►
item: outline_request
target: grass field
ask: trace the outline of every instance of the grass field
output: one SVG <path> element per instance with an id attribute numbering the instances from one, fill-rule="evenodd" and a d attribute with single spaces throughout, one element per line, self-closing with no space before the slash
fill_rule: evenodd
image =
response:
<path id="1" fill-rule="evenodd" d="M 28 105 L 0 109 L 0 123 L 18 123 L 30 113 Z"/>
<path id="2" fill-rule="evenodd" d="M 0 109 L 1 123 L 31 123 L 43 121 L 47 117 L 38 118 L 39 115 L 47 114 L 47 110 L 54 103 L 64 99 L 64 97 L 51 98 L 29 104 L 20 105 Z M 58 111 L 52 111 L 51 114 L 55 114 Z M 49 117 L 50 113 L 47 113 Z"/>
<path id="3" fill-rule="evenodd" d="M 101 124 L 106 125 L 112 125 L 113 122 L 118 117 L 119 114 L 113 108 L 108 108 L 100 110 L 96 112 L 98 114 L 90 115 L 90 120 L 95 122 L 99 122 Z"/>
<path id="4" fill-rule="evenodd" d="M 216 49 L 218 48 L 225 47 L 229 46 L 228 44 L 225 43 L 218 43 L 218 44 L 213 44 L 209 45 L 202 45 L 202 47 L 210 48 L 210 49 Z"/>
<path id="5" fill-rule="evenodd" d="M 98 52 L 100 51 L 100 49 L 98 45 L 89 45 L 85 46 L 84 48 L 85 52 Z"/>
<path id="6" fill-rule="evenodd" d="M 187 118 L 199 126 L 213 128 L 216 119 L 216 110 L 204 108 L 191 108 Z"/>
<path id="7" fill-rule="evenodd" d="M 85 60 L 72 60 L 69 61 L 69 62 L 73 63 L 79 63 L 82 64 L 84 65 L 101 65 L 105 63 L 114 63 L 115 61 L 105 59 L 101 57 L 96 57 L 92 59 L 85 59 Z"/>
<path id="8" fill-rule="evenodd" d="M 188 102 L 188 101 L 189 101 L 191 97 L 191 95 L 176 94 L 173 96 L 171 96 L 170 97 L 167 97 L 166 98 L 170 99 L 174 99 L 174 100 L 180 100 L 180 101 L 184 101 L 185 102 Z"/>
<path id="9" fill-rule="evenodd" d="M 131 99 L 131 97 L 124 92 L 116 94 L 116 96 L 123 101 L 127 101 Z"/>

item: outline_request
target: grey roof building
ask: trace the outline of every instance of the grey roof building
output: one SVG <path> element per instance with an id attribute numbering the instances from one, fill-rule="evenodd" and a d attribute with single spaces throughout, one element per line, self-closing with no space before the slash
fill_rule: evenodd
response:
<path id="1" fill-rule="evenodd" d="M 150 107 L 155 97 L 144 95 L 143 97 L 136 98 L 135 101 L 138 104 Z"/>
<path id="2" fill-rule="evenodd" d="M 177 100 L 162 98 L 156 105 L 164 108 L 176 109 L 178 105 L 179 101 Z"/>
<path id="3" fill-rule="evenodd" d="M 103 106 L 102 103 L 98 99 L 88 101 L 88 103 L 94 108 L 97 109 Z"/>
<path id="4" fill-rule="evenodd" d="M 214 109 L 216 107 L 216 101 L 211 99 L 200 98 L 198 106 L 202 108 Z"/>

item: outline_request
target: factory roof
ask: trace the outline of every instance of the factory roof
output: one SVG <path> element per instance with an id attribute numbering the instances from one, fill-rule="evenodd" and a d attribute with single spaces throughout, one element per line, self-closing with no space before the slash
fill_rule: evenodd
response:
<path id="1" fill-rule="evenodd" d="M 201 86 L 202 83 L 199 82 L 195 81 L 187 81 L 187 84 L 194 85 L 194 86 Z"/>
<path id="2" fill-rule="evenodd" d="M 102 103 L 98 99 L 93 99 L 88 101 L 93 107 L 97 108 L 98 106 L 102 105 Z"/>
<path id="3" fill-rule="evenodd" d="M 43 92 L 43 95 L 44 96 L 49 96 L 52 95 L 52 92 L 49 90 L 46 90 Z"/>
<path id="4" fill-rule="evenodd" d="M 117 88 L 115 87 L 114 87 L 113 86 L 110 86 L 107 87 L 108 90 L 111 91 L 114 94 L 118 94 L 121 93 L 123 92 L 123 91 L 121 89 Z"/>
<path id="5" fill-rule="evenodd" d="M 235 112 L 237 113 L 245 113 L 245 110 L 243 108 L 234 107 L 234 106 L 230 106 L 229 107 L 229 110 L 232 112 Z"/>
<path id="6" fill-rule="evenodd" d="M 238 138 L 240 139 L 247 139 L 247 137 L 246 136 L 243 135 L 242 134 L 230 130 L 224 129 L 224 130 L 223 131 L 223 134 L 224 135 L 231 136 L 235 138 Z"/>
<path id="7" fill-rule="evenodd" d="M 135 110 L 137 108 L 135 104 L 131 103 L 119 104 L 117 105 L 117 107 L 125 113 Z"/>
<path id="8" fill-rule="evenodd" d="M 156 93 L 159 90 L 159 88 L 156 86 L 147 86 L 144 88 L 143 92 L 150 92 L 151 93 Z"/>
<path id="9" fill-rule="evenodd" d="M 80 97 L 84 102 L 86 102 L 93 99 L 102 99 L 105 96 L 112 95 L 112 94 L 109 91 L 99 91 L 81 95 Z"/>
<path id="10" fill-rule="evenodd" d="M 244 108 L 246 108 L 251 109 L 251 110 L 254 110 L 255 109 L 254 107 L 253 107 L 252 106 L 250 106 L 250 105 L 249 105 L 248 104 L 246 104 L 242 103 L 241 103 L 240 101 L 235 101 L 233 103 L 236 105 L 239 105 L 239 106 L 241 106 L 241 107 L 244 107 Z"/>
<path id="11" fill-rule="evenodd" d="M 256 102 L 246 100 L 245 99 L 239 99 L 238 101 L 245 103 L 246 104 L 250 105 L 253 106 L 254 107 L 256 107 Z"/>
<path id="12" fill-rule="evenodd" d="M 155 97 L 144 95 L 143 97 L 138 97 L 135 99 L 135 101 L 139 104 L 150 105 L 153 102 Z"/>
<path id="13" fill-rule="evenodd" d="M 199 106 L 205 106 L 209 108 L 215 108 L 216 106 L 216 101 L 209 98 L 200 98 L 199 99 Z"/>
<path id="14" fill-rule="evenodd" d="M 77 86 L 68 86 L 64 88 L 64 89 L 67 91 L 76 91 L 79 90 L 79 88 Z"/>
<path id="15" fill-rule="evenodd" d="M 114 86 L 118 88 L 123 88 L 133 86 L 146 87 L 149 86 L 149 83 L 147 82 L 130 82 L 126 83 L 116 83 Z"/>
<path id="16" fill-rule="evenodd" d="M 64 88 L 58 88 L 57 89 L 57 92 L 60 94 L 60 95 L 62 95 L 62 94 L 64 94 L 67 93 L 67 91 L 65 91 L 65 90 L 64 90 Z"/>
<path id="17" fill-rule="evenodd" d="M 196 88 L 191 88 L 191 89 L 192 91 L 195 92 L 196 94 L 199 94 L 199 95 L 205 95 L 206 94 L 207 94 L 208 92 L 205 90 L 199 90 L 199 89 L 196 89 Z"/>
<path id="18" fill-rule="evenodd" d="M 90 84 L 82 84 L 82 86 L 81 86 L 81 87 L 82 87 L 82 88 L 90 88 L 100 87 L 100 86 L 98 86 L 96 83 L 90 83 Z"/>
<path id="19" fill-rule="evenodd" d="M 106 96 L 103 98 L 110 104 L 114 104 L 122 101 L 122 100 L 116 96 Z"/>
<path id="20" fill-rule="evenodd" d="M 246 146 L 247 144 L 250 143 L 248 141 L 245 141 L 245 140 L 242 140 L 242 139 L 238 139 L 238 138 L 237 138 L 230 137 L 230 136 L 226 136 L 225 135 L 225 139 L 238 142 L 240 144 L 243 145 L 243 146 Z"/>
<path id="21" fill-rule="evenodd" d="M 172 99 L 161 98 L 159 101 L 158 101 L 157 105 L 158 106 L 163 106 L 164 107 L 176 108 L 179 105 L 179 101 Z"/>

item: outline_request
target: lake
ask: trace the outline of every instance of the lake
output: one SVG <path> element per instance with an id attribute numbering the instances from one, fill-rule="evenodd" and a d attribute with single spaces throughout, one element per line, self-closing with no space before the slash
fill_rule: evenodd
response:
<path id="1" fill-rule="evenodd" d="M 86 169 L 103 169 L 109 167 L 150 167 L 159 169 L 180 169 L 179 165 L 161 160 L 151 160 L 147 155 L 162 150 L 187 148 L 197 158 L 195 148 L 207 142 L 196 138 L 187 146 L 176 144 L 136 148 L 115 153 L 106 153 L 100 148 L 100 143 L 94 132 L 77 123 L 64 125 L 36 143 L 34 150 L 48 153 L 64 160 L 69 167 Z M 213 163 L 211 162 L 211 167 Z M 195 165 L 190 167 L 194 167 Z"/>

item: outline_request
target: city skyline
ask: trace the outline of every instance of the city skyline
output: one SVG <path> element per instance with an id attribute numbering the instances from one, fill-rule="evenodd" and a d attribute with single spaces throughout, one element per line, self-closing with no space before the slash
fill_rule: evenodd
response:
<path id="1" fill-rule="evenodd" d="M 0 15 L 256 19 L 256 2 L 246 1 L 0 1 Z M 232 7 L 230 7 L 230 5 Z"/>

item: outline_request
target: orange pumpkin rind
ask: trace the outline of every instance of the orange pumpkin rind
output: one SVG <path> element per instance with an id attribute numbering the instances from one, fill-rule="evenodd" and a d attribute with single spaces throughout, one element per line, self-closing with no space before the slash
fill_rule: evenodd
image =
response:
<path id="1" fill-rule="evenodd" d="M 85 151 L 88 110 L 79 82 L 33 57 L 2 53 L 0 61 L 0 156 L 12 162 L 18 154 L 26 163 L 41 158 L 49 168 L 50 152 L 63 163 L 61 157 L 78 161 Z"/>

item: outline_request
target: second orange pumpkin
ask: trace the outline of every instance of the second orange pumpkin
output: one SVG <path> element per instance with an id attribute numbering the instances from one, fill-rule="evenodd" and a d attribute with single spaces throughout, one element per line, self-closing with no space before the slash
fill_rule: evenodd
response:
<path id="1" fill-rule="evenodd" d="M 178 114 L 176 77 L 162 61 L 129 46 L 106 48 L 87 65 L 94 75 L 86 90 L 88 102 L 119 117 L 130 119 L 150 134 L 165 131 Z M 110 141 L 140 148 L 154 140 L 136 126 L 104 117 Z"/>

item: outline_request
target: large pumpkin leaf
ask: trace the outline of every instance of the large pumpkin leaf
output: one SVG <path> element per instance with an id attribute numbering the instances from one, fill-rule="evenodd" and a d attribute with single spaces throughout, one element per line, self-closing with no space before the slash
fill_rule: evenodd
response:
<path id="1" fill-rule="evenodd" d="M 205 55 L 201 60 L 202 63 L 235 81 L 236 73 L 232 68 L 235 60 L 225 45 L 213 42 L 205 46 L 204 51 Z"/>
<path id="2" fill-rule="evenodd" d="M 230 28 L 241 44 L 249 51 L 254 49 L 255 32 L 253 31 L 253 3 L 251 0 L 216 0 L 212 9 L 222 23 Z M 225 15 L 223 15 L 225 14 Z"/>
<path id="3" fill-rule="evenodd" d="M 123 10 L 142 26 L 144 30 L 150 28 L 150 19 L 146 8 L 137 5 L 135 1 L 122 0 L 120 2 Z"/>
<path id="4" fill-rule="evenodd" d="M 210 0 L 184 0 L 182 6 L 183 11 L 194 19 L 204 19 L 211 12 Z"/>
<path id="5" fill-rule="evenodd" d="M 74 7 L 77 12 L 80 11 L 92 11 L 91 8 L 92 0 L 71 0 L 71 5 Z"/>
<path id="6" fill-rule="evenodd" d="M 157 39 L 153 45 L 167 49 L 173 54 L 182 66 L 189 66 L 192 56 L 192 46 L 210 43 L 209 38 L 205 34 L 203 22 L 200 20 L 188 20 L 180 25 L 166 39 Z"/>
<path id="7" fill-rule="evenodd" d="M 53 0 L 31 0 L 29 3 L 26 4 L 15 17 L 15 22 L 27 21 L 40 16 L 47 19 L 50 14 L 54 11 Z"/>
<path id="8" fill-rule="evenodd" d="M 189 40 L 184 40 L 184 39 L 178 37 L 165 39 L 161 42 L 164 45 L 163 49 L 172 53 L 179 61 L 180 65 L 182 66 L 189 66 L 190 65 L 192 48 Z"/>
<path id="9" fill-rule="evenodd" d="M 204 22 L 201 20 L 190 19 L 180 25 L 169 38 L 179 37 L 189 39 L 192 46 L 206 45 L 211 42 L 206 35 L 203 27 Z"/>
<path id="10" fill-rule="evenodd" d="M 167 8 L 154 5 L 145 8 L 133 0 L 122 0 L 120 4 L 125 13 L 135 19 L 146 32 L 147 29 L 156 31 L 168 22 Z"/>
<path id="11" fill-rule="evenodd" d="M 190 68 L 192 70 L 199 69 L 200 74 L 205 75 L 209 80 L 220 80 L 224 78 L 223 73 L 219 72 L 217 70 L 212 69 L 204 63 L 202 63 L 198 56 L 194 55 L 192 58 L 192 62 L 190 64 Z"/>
◄
**Treść zadania**
Policz, w ilu wierszach materiału występuje ciąg znaków „second”, przy czym wielkość liter ma znaczenie. Podaj tylko liczbę.

**Wynik ćwiczenia**
2